***** Text block

Risky business: Taking the fear out of data management

UWE Bristol research has led to changes in public data sharing laws around the world after proving that a risk-averse approach was ineffective.

From feeding into healthcare reforms and shaping public services to influencing policy, data about people and businesses can have widespread societal benefits. However, public authorities have historically avoided using confidential data out of a fear of making mistakes. Instead of applying evidence-based techniques, our researchers found that the majority of authorities tend to be guided by hypothetical worst-case scenarios.

Person looking at a computer screen with graphs on.

More access, less waste

Before UWE Bristol’s work, the rules determining how governments access research data were designed by statisticians whose focus was on the technicalities of preserving confidentiality and avoiding hacking attacks.

**********

→ Required work:
Write out, word for word, the portion of the data management article starting with "Risky business: Taking" and going on through "hypothetical worst-case scenarios.".

***** Data shown

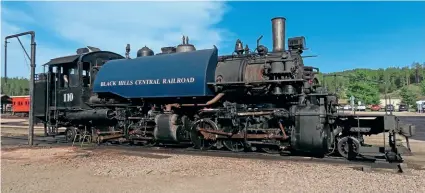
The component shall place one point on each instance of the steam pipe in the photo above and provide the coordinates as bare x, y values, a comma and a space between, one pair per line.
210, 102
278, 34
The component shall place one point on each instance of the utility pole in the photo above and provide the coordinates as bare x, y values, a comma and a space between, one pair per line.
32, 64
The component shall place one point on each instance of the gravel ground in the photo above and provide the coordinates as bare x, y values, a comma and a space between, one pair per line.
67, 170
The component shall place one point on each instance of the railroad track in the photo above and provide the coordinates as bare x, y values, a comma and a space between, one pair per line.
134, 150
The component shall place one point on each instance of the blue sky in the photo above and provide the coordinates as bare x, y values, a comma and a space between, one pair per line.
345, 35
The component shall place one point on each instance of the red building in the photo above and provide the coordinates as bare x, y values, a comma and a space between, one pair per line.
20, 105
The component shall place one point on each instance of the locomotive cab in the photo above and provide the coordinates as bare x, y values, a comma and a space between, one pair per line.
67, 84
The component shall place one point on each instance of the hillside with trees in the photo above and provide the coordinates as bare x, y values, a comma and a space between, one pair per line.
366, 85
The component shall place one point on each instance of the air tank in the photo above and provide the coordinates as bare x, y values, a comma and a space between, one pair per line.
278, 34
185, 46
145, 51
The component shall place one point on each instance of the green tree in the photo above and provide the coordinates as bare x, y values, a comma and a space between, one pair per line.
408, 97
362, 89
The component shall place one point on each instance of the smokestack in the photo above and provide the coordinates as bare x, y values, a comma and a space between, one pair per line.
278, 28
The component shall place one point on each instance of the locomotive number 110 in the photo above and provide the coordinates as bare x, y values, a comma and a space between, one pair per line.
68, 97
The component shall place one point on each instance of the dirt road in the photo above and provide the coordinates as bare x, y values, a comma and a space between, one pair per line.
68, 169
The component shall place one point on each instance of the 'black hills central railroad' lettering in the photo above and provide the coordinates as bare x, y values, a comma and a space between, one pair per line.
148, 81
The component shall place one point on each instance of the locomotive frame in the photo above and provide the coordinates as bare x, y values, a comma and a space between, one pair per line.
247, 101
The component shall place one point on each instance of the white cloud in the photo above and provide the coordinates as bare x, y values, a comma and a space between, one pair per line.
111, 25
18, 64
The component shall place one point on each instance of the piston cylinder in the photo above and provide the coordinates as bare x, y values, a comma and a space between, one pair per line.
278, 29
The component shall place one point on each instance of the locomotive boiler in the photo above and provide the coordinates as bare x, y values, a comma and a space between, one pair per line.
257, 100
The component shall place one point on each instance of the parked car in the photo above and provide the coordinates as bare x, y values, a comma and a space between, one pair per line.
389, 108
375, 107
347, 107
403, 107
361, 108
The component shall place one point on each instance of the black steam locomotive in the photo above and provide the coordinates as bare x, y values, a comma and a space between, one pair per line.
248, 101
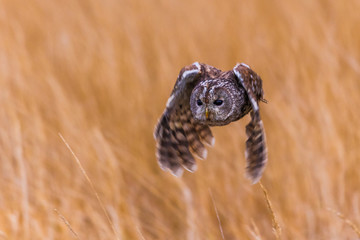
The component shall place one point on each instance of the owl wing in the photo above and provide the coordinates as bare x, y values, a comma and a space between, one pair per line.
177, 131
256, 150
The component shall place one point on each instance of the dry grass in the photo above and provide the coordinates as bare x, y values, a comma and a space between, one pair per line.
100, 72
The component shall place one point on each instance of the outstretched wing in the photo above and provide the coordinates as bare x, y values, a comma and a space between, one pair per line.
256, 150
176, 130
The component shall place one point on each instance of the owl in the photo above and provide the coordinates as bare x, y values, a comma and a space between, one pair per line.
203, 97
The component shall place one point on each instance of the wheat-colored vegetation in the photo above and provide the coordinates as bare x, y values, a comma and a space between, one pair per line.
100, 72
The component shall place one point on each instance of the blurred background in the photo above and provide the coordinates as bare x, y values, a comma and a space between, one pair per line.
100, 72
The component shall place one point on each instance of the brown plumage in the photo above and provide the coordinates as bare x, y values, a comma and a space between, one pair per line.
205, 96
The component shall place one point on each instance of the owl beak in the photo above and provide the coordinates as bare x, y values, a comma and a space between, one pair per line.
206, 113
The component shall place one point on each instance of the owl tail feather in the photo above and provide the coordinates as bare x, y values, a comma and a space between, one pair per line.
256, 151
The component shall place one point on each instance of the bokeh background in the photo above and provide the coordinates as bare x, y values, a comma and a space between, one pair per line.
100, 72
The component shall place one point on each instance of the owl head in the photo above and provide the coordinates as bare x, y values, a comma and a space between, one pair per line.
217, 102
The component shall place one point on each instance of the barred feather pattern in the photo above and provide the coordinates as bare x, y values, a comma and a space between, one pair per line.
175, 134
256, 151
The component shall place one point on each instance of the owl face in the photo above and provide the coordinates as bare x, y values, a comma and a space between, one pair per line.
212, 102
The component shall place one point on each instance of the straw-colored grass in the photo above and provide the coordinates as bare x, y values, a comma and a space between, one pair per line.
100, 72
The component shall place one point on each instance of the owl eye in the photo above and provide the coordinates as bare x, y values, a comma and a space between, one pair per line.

**********

→ Output of the task:
Risky business: Taking the fear out of data management

UWE Bristol research has led to changes in public data sharing laws around the world after proving that a risk-averse approach was ineffective.

From feeding into healthcare reforms and shaping public services to influencing policy, data about people and businesses can have widespread societal benefits. However, public authorities have historically avoided using confidential data out of a fear of making mistakes. Instead of applying evidence-based techniques, our researchers found that the majority of authorities tend to be guided by hypothetical worst-case scenarios.